Conte dà via libera al Tav
Il M5S ingoierà il rospo pur di salvare le poltrone

 
Il sostanziale e definitivo via libera del governo alla Tav, arriva via Facebook poco prima delle 20 di mercoledì scorso da Giuseppe Conte, presidente del Consiglio indicato dal partito di maggioranza di Governo qual è il Movimento 5 stelle.
“Non realizzarla costerebbe molto più che completarla”; con queste parole Conte ha sdoganato l'opera, lasciando intendere la presenza delle famose penali subito rilanciate come causa dalla stampa di regime, ma che molti esperti e lo stesso Di Maio avevano affermato non esistere. L’annuncio di Conte è l’ennesimo calcio nel sedere anche ai risultati di ciò che aveva stabilito l’analisi costi-benefici, promossa e realizzata dal ministro pentastellato Toninelli, alla quale però nulla era seguito tranne la continuazione dei lavori di scavo.
Tutti ricorderanno i tempi in cui i 5 Stelle non avendo i numeri per governare da soli, chiedevano ministeri chiave all'alleato leghista, fra i quali quello dei trasporti che avrebbe dovuto bloccare l'opera, caposaldo della propaganda grillina ma anche terreno di lotta di molti dei suoi elettori che vedevano ancora nella “banda” di Di Maio, la sponda istituzionale da affiancare alla protesta.
È bene sottolineare anche che inizialmente i 5 Stelle proposero la piemontese Laura Castelli, sulla quale la Lega si oppose proprio per evitare di avere una No Tav ai trasporti. Poco però sarebbe cambiato, poiché da mesi la Castelli stessa è divenuta una delle esponenti dell’ala possibilista sul supertreno ad alta velocità.
 

Le ultime vicende sul TAV. Tanti compromessi pentastellati
In seguito, nel testo del contratto di governo dove inizialmente il TAV era abolito, arrivò l'ennesimo compromesso col quale il governo si impegnava alla “ridiscussione integrale del progetto nel rispetto degli accordi internazionali”, mentre i 5 Stelle avviavano il processo di questo grande tradimento nei confronti dei propri elettori.

=======

Compito da svolgere -
Puoi riscrivere il tratto del brano sul Tav che va da "È bene sottolineare" fino a "dei propri elettori.", rinominando "supertreno" in "treno"?

Righe di dati -
=======

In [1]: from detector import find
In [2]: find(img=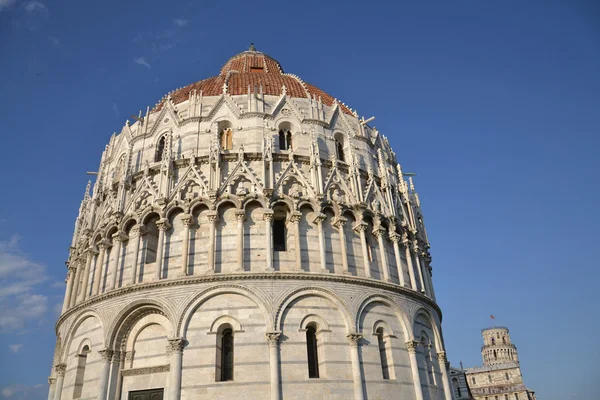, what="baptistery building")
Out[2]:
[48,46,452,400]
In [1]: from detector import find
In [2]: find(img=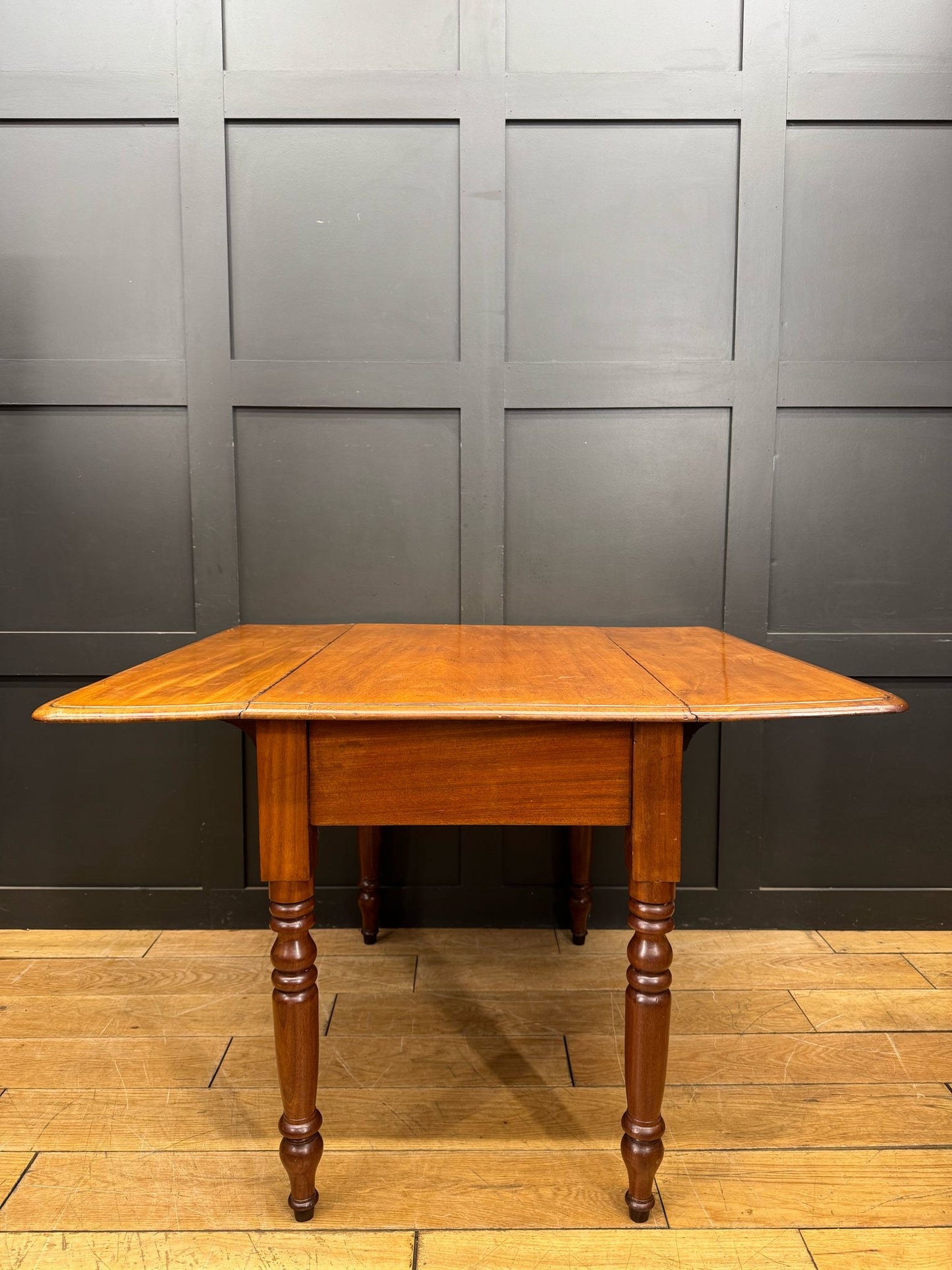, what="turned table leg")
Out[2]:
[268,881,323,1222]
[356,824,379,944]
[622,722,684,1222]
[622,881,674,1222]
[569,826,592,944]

=======

Risposta -
È bene sottolineare anche che inizialmente i 5 Stelle proposero la piemontese Laura Castelli, sulla quale la Lega si oppose proprio per evitare di avere una No Tav ai trasporti. Poco però sarebbe cambiato, poiché da mesi la Castelli stessa è divenuta una delle esponenti dell’ala possibilista sul treno ad alta velocità.
 

Le ultime vicende sul TAV. Tanti compromessi pentastellati
In seguito, nel testo del contratto di governo dove inizialmente il TAV era abolito, arrivò l'ennesimo compromesso col quale il governo si impegnava alla “ridiscussione integrale del progetto nel rispetto degli accordi internazionali”, mentre i 5 Stelle avviavano il processo di questo grande tradimento nei confronti dei propri elettori.